= ACTIVITY =
Output every entry exactly as it appears.

= Records from a dataset =

* * * * * * * * *

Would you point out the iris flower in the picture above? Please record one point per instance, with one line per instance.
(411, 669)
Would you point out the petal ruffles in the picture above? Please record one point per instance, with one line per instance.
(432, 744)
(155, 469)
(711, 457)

* * * * * * * * *

= ANSWER TO THIS EXERCISE =
Would you point out the iris flower in the picture above? Please record one point per instance, with one line per instance.
(411, 669)
Would you point out the petal ruffles in the picture above? Please record one point per instance, with one line per instance.
(432, 744)
(155, 469)
(711, 457)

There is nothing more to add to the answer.